__Exercise aim__: Each entry is to be retyped exactly as it stands.
╭─ Input
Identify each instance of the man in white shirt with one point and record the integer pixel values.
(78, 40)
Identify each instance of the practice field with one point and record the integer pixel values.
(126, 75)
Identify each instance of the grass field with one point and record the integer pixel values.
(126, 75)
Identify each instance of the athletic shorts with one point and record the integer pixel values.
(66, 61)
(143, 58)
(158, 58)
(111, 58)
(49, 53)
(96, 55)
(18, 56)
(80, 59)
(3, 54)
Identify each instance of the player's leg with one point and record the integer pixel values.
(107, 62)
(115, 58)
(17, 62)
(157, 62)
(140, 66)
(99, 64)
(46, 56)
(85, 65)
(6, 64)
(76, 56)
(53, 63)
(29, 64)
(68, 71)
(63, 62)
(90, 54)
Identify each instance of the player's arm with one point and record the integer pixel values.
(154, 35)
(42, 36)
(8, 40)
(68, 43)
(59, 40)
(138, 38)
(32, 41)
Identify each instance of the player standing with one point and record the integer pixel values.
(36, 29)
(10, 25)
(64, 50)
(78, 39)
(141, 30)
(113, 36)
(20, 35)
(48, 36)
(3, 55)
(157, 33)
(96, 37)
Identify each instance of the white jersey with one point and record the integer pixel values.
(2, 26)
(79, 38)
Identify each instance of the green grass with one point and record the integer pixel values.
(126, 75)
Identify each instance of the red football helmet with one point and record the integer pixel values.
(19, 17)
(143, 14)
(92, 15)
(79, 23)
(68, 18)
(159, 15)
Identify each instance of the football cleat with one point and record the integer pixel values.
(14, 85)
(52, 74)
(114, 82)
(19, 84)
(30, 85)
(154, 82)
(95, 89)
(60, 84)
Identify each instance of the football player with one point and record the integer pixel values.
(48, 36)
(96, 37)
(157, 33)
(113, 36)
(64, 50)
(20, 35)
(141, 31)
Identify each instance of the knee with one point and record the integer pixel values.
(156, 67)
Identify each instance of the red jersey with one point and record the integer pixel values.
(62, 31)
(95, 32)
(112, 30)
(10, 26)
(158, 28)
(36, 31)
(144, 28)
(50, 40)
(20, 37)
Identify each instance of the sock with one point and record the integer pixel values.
╰─
__Exercise output__:
Identify each instance of the man in white shirt with one point and record the integer pixel values.
(78, 40)
Identify each instance of the practice field with one point and record the integer pixel values.
(126, 75)
Identify each instance of the grass field with one point and record the integer pixel values.
(126, 75)
Identify each instance of the athletic shorts with one point and record the integer pixel values.
(66, 61)
(143, 58)
(158, 58)
(111, 58)
(49, 53)
(96, 55)
(18, 56)
(80, 59)
(3, 54)
Identify each instance of the player's leg with one point and record the integer pixel values.
(107, 62)
(115, 58)
(17, 62)
(157, 62)
(140, 66)
(99, 64)
(46, 56)
(85, 65)
(6, 64)
(76, 56)
(53, 63)
(29, 64)
(68, 71)
(63, 62)
(90, 54)
Identify each instance of the player's arm with one point and record the integer pixel values.
(154, 35)
(42, 36)
(8, 40)
(68, 43)
(59, 40)
(138, 38)
(32, 41)
Identify each instance of the player standing with one point and record the integer pixel values.
(36, 29)
(10, 25)
(64, 50)
(78, 39)
(141, 30)
(113, 36)
(20, 35)
(48, 36)
(3, 55)
(157, 33)
(96, 37)
Identify each instance of the white jersey with one point and record the integer pixel values.
(2, 26)
(79, 38)
Identify each instance of the green grass with one point and record the integer pixel values.
(126, 75)
Identify each instance of the red football helmet with one point and record the integer pixel values.
(19, 17)
(143, 14)
(92, 15)
(79, 23)
(68, 18)
(159, 15)
Identify each instance of the football cleat with one point and record the integer pixel values.
(14, 85)
(52, 74)
(114, 82)
(19, 84)
(30, 85)
(154, 82)
(95, 89)
(60, 84)
Identify each instance of the football player with one point and record the integer pixel values.
(48, 36)
(96, 37)
(157, 33)
(113, 36)
(64, 50)
(20, 35)
(141, 31)
Identify each instance of the knee with one point and record the integer pixel values.
(156, 67)
Identify each instance of the red jersey with one point and record the integer pixel values.
(62, 31)
(95, 32)
(112, 30)
(10, 26)
(158, 28)
(36, 31)
(144, 28)
(50, 40)
(20, 37)
Identify each instance of the sock with one point and record the integer pixel values.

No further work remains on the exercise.